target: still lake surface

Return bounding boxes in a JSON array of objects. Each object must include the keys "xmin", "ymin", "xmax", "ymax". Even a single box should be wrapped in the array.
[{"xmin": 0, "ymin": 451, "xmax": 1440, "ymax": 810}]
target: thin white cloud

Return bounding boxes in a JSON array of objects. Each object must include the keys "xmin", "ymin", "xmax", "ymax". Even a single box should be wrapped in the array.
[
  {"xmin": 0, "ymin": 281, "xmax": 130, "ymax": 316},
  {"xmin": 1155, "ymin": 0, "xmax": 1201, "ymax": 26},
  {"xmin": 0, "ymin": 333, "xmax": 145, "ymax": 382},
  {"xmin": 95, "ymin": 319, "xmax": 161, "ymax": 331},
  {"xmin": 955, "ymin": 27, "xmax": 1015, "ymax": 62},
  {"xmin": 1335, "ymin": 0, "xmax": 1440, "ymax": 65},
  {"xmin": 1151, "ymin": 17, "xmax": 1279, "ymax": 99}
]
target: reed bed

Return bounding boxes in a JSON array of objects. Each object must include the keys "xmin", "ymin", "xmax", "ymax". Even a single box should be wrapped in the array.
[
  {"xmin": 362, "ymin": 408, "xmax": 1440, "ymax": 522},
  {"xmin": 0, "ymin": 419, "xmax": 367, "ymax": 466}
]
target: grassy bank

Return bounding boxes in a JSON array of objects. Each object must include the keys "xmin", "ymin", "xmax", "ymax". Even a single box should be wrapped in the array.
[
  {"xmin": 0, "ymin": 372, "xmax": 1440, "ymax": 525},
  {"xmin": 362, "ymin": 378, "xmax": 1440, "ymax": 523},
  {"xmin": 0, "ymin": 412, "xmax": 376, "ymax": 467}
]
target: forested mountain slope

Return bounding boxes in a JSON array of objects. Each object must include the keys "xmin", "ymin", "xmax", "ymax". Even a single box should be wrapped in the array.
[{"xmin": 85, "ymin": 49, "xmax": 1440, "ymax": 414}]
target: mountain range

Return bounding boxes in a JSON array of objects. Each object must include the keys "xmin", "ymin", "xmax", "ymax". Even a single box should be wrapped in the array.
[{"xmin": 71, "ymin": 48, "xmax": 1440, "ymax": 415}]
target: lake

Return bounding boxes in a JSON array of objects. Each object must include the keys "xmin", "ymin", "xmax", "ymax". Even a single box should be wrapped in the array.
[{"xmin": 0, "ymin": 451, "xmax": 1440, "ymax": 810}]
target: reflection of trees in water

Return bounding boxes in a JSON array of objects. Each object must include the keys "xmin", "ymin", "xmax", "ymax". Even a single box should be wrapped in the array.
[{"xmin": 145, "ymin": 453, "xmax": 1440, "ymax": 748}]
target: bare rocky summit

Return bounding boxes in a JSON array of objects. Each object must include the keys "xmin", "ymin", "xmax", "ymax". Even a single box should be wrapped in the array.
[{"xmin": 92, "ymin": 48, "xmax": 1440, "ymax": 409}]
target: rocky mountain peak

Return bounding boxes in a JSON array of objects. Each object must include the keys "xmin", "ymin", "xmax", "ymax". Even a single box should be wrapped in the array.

###

PROBLEM STATEMENT:
Starting at the line containing "target: rocky mountain peak" and ending at the end of the material, write those lines out again with "rocky" swapped for "jagged" and everything else left as it is.

WRITTEN ANSWER:
target: jagged mountain peak

Return bounding boxes in a JSON array of objects. Each object must include the keys "xmin", "ymin", "xmax", "ymax". Even a single box should be wrapped in the array.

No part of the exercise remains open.